## start Provided text
Playing To Win

Untangling Value Proposition & Competitive Advantage

Important Complements

Roger Martin
7 min readAug 8, 2022

--

Source: Roger L. Martin, 2022

I was asked a good question last week by a reader (Ben) about value proposition and competitive advantage. Are they the same thing? Or are they different, and if so, how do they relate to one another? It was a question that echoed others that I have received. So, I thought it would be well worthwhile to write my 41st Year II Playing to Win/Practitioner Insights (PTW/PI) piece on Untangling Value Proposition & Competitive Advantage: Important Complements. You can find the previous 93 PTW/PI here.

Framing the Question

The question of value proposition and competitive advantage focuses on the How-to-Win and Must-Have Capabilities boxes in the Strategy Choice Cascade. There are lots of terms tossed around in the context of these boxes — “competitive advantage,” “unique selling propositions,” “competitive edge,” “differentiators,” etc.

I am not terribly picky about the words that are used for strategy. For example, I use the word aspiration in the first box in my Strategy Choice Cascade, but I don’t care if the word is aspiration, vision, mission, purpose, or something else. I care about the underlying strategy concepts. As I have written before in this series, when I talk about Winning Aspiration, I just want an overarching statement of what an organization is in operation to accomplish. I am fine with you calling it whatever you want. However, what I do care about is that your overarching statement is about being the best because anything else is selling your organization short and leaving you vulnerable to a competitor who attempts to be the best — and succeeds.

The rest of the Cascade focuses on the questions that you need to answer to have a chance of delivering on your Winning Aspiration (or whatever you wish to call it). It provides a framework for framing and answering the key questions. If you don’t like my definition of value proposition or competitive advantage, then feel free to use your own. But make sure that your definitions help you to fit together an integrated set of choices that enables you to achieve your aspiration.

My way of thinking about value proposition and competitive advantage is that they aren’t the same, but they are important complements.

Value Proposition

My definition of a value proposition is that for a defined set of customers (what I call your Where-to-Play), it is the value to them of your offer (whether product and/or service) versus the costs to you of producing and delivering it to them. The value is measured by the price that the customer is willing to pay for your offer. It doesn’t matter what you think its value is; it matters what the customer thinks. And the value that matters most is the value to the customer to whom you sell your offer. Frito-Lay’s value is defined by what 7-Eleven will pay to put a bag of Doritos on its shelf. That value, of course, is influenced and shaped by what end-customers are willing to pay 7-Eleven to pick that bag of Doritos off its shelf. But end-customers don’t pay Frito-Lay; they pay 7-Eleven. If you aren’t selling directly to end-customers, you have to think about both end-customers and channel in considering and understanding your value proposition.
## end Provided text
## start Dataset extract
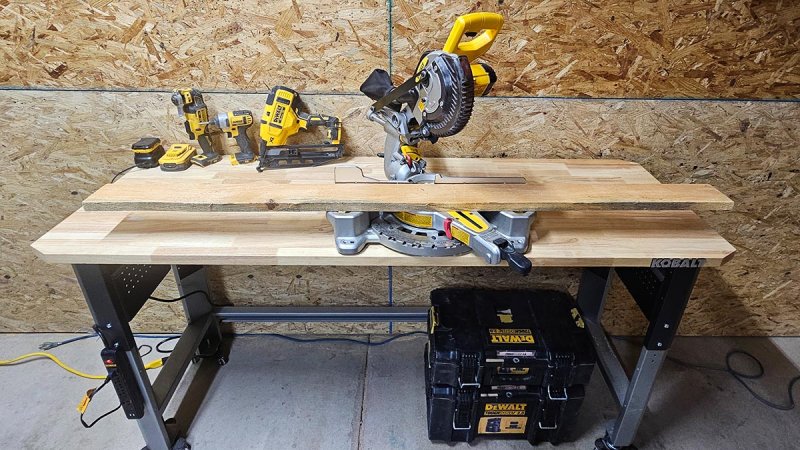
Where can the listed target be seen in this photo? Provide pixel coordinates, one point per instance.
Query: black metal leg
(197, 306)
(114, 295)
(662, 295)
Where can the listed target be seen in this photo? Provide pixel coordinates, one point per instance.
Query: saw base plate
(354, 230)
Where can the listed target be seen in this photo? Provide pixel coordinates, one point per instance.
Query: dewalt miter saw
(435, 102)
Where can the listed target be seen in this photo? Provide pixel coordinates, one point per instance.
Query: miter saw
(435, 102)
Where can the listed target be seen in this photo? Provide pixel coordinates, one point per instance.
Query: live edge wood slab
(552, 185)
(563, 239)
(201, 232)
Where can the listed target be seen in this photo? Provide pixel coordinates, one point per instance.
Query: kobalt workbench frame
(115, 294)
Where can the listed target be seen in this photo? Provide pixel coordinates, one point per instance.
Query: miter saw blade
(415, 241)
(446, 94)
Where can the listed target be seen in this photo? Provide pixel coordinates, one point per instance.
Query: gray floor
(277, 395)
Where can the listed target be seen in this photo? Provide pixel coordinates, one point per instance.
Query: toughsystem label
(502, 425)
(504, 409)
(510, 336)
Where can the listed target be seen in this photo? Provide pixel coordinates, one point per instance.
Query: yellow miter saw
(435, 102)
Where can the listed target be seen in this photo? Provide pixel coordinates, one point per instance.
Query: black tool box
(487, 337)
(507, 412)
(507, 364)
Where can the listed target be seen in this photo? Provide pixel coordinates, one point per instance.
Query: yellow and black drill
(235, 125)
(191, 105)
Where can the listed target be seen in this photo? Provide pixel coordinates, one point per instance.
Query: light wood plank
(576, 238)
(551, 186)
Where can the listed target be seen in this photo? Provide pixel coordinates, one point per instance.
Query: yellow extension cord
(24, 358)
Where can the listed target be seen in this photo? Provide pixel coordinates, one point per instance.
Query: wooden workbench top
(553, 185)
(567, 239)
(204, 233)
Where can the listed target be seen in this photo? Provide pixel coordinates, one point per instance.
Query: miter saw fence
(436, 102)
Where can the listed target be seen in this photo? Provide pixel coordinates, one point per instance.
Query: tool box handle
(487, 24)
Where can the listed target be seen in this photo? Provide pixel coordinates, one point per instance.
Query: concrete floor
(276, 394)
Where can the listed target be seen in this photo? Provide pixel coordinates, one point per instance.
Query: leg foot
(603, 444)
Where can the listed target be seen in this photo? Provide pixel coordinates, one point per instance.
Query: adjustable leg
(662, 295)
(197, 306)
(114, 295)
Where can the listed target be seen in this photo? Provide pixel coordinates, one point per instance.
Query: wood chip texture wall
(695, 91)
## end Dataset extract
## Short task A
Count the lines in the records that contain the string "workbench", and reply with only that number.
## Short task B
Pick up the article on value proposition and competitive advantage after its last sentence and write the next part.
The article on value proposition and competitive advantage and the records are unrelated material.

## Written answer A
2

## Written answer B
There are all sorts of value propositions, including many whose costs of fulfilment are as high as or higher than the value to customers. These value propositions don’t last long and cease to be a value proposition that any customer sees! That is why it is always important to consider both value and cost when thinking about value propositions.

The kind of value proposition to aim for, of course, is a winning value proposition, of which there are two forms. In the first, the value of your offer is distinctly greater than that of any competitor, and you can deliver it at proximate cost to competitors. That would be like Four Seasons, Toyota, or Tide. In the other, the value of your offer is proximate to that of competitors, but you can deliver it at a distinctly lower cost, like Vanguard, Mars, or Southwest.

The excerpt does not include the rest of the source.